(Records drawn from a dataset)
---
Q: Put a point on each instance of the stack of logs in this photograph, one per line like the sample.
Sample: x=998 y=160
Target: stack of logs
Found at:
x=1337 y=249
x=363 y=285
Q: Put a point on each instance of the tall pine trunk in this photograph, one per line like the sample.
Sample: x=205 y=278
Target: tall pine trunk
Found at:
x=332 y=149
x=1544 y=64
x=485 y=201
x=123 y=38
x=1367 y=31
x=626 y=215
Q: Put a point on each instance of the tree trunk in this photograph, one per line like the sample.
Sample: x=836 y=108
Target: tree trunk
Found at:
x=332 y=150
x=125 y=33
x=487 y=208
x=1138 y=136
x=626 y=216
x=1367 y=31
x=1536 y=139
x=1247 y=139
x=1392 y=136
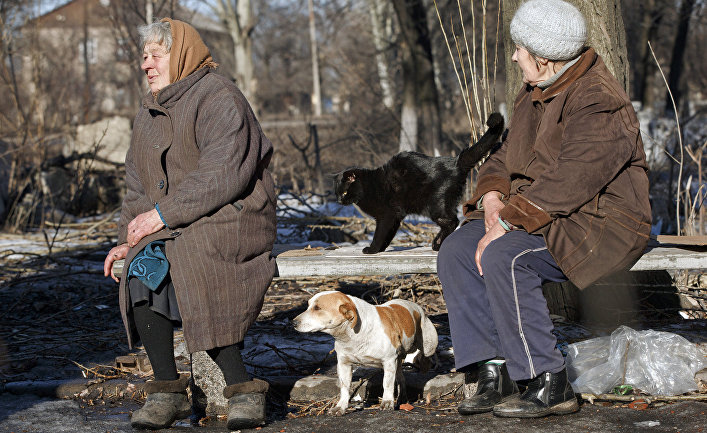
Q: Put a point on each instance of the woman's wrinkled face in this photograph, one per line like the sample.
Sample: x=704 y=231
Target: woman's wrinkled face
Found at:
x=155 y=63
x=533 y=72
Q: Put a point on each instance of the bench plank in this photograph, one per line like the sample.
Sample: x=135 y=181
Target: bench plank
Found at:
x=294 y=262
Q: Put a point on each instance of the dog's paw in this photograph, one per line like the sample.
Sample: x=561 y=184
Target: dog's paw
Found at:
x=388 y=405
x=337 y=411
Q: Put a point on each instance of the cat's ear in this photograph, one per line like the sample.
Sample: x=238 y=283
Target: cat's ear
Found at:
x=349 y=176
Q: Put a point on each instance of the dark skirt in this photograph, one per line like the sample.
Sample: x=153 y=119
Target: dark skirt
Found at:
x=162 y=301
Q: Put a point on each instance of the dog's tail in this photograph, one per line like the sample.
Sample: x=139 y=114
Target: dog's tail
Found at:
x=429 y=337
x=474 y=153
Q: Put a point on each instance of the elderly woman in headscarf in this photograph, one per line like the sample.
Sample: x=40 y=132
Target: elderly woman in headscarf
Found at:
x=565 y=197
x=197 y=225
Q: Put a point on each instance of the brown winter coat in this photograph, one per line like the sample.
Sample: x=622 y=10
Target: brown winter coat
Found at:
x=573 y=169
x=198 y=151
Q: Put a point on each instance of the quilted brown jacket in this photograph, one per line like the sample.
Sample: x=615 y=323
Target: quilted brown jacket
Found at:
x=573 y=169
x=199 y=152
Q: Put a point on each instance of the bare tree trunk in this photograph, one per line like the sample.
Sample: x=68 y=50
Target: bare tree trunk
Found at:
x=419 y=89
x=238 y=19
x=606 y=35
x=381 y=38
x=316 y=89
x=676 y=61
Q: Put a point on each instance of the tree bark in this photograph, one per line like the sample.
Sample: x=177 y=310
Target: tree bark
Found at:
x=316 y=88
x=650 y=20
x=607 y=36
x=677 y=59
x=237 y=16
x=381 y=39
x=419 y=88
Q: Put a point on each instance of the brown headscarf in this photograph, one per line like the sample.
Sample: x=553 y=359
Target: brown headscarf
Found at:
x=188 y=53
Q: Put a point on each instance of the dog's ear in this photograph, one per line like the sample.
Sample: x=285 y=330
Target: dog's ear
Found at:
x=348 y=310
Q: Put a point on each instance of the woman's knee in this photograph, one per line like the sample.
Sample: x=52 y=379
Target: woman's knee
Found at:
x=454 y=251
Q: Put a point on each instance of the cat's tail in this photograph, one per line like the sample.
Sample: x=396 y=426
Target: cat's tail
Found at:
x=474 y=153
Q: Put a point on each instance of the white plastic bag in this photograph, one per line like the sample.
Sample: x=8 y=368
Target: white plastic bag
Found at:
x=659 y=363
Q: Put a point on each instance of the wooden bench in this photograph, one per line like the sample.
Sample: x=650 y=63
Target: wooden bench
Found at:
x=669 y=253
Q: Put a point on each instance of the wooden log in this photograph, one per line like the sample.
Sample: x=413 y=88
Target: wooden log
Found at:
x=293 y=262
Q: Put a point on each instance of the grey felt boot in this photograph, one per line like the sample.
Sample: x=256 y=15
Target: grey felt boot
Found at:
x=166 y=402
x=246 y=404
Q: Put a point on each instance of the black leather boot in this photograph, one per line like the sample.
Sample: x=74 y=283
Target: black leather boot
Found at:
x=166 y=402
x=493 y=386
x=246 y=404
x=547 y=394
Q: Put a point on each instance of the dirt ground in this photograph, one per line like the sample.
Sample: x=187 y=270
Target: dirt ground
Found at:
x=60 y=318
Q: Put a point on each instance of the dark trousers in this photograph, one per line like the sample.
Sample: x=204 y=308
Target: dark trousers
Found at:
x=157 y=335
x=502 y=313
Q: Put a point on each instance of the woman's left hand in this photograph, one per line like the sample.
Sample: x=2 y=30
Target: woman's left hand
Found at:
x=143 y=225
x=495 y=232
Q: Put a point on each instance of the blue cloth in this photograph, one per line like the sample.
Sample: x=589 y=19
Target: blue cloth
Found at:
x=150 y=265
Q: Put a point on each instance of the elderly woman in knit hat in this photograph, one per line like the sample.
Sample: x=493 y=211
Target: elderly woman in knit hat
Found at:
x=197 y=225
x=565 y=197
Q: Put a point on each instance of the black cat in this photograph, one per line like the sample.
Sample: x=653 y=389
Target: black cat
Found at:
x=413 y=183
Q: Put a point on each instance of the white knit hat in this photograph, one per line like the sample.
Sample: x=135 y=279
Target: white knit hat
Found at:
x=552 y=29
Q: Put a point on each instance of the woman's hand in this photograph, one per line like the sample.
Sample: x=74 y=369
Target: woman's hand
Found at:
x=493 y=233
x=116 y=253
x=492 y=207
x=143 y=225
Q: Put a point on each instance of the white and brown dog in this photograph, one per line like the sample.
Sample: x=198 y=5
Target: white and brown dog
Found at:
x=371 y=335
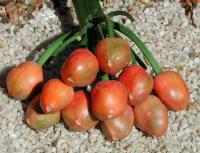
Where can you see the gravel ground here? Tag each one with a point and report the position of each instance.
(173, 41)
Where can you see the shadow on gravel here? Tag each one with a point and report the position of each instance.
(51, 69)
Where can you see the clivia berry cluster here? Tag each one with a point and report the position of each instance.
(133, 97)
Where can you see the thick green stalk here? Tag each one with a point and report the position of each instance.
(87, 10)
(130, 34)
(51, 49)
(110, 26)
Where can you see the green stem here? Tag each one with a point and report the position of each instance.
(86, 10)
(126, 31)
(73, 38)
(51, 49)
(110, 27)
(123, 13)
(84, 41)
(133, 60)
(137, 58)
(100, 31)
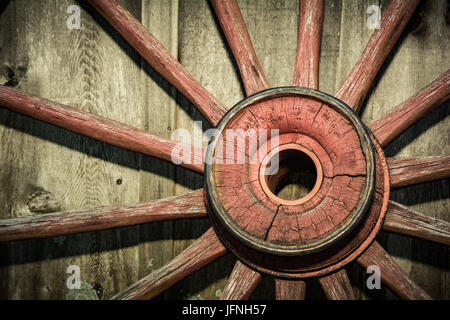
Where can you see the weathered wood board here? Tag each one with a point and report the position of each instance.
(45, 169)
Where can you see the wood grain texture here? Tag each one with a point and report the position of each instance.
(203, 251)
(290, 289)
(392, 275)
(402, 220)
(101, 128)
(337, 286)
(394, 123)
(69, 222)
(394, 19)
(73, 67)
(306, 73)
(411, 66)
(160, 58)
(241, 283)
(410, 171)
(233, 26)
(33, 157)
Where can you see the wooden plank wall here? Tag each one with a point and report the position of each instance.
(43, 168)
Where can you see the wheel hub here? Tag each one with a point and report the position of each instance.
(264, 143)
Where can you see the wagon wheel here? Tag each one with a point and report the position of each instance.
(316, 234)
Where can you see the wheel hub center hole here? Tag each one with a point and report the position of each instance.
(296, 176)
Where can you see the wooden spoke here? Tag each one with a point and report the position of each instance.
(205, 250)
(394, 19)
(337, 286)
(402, 220)
(391, 125)
(410, 171)
(190, 205)
(290, 289)
(306, 72)
(241, 283)
(159, 58)
(392, 275)
(102, 129)
(233, 26)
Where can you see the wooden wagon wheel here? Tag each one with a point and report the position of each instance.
(313, 236)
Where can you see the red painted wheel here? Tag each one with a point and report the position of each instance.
(318, 137)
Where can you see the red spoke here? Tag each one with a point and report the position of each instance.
(102, 129)
(290, 289)
(402, 220)
(391, 125)
(190, 205)
(241, 283)
(410, 171)
(306, 72)
(337, 286)
(159, 58)
(392, 275)
(395, 17)
(205, 250)
(238, 39)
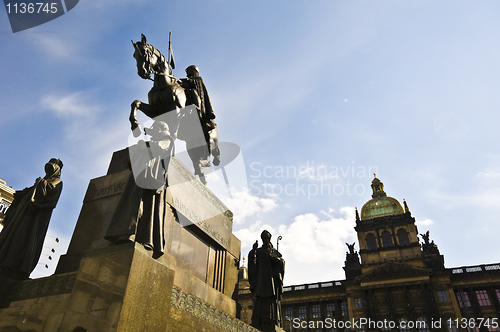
---
- **Exercise directions**:
Only the count, nothing else: how many lines of the records hold the word "bark"?

- **The answer**:
2